PUTTING IT ALL TOGETHER: THE NEW MENOPAUSE CALCULUS

The choice to embark on, or forgo, hormone therapy, is a personal decision that requires a careful assessment of each individual’s potential risks and benefits. A few key facts…

  • Hormone therapy is approved only for the treatment of symptoms of menopause—such as hot flashes, night sweats and vaginal dryness—even with the new evidence, it’s not approved for women without symptoms just for the prevention of heart disease. It hasn’t been studied for that purpose.
  • While hormone therapy is approved for prevention of osteoporosis, there are other therapies that work better, so it is rarely used as a first-line therapy.
  • You don’t need to be suffering from unbearable hot flashes to be eligible for treatment. Painful intercourse caused by changes in vaginal elasticity and lubrication, for example, is a symptom that can be treated with hormone therapy.
  • Unless you’ve had a hysterectomy, hormone therapy is always estrogen plus progestin. If you have a uterus, estrogen taken alone increases the risk for endometrial cancer.
  • Early menopause? In almost all cases, you need hormone therapy. Both Dr. Montgomery and Dr. Seibel agree that the data are clear that women who have gone through menopause before the age of 40 should absolutely be on hormone therapy to replace the hormones that they have lost prematurely. Therapy should last at least until the age of normal physiologic menopause (about age 51). Women who have been through premature menopause are at a much higher risk for cardiovascular disease and dementia if they do not take hormone therapy.
  • Women with certain conditions—including vaginal bleeding that is not explained, a sensitivity or allergy to estrogen, liver disease, an estrogen-fueled cancer or an increased risk of clotting—should avoid oral hormone therapy.

•••

WHAT YOU NEED TO DO →
1) In the menopause text, until what age should women who went through menopause before 40 stay on hormone therapy?
2) Based on the menopause text, explain why a woman who still has a uterus is given estrogen plus progestin instead of estrogen by itself.
3) Write the next part of the menopause text, following on from its last point.

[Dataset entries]
•••

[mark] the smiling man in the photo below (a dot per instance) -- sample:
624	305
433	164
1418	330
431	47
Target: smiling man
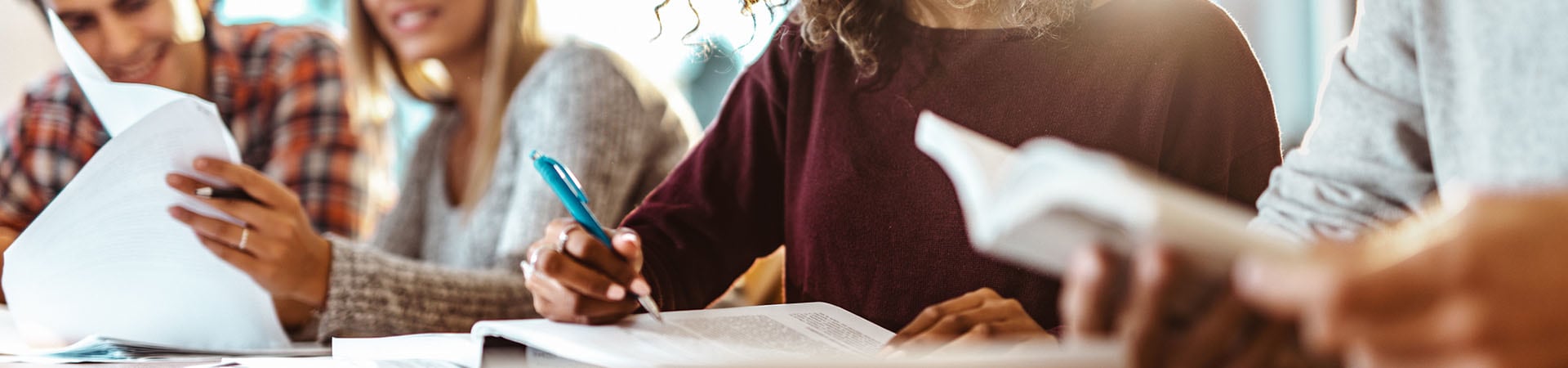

•••

OUTPUTS IN ORDER →
1) At least until the age of normal physiologic menopause, about age 51.

2) If a woman has a uterus, taking estrogen alone increases her risk for endometrial cancer. For that reason, unless she has had a hysterectomy, hormone therapy is always estrogen plus progestin.

3)
  • If oral hormone therapy is not appropriate, other forms of estrogen may be—vaginal creams to treat vaginal dryness, for example, or patches (transdermal estrogen) to treat night sweats. “Women at increased risk of blood clotting may be able to take transdermal estrogen,” said Dr. Seibel. “It bypasses the liver and works well on vaginal symptoms, too.” Women with estrogen-positive breast cancer, whether survivors or patients under current treatment, can safely use vaginal estrogen, he added.
  • If you don’t want to go down the hormone therapy route—the choice is always yours—there are many nondrug approaches that help relieve symptoms, including supplements, self-hypnosis and more.

BEYOND ONE SIZE FITS ALL

While each woman has a unique set of risks and benefits, the new evidence makes it easier to figure out who may want to consider hormone therapy—and who shouldn’t.

Should a 72-year-old woman with no menopause symptoms consider hormones? “No!” replied Dr. Montgomery. “But it’s a very different answer when we talk about a 52-year-old woman who is suffering with symptoms that affect her quality of life. For her, it just doesn’t make sense to not take a medication for which there are convincing data that it will help keep her alive in the next decade while relieving her symptoms and improving her quality of life.”

Even if you do decide to get hormone therapy, a prudent approach is to start with the lowest dose that works—for the shortest duration. The current guidelines call for women who still have their uteruses who get hormone therapy to do so only up to five years and then reevaluate whether it’s appropriate to continue for up to another five years. However, said Dr. Seibel, “New data is rapidly supporting that the estrogen window is widening. Stay tuned.”

Dr. Montgomery recommended that women who do take hormone therapy revisit the decision every year. “Try drug holidays to see if you are still symptomatic. Menopause symptoms tend to last from one to 10 years, with four years the average—but about 10% of women are still symptomatic in their 70s. It’s very individual.”

Hormone therapy is not a one-size-fits-all treatment. There is no doubt that there are risks involved, as there are with nearly every drug or supplement, but the benefit-to-harm ratio for you depends on your unique set of circumstances. It’s a decision that every woman needs to make eventually—and now you have the latest information to discuss with your health-care provider as you figure out what’s best for you.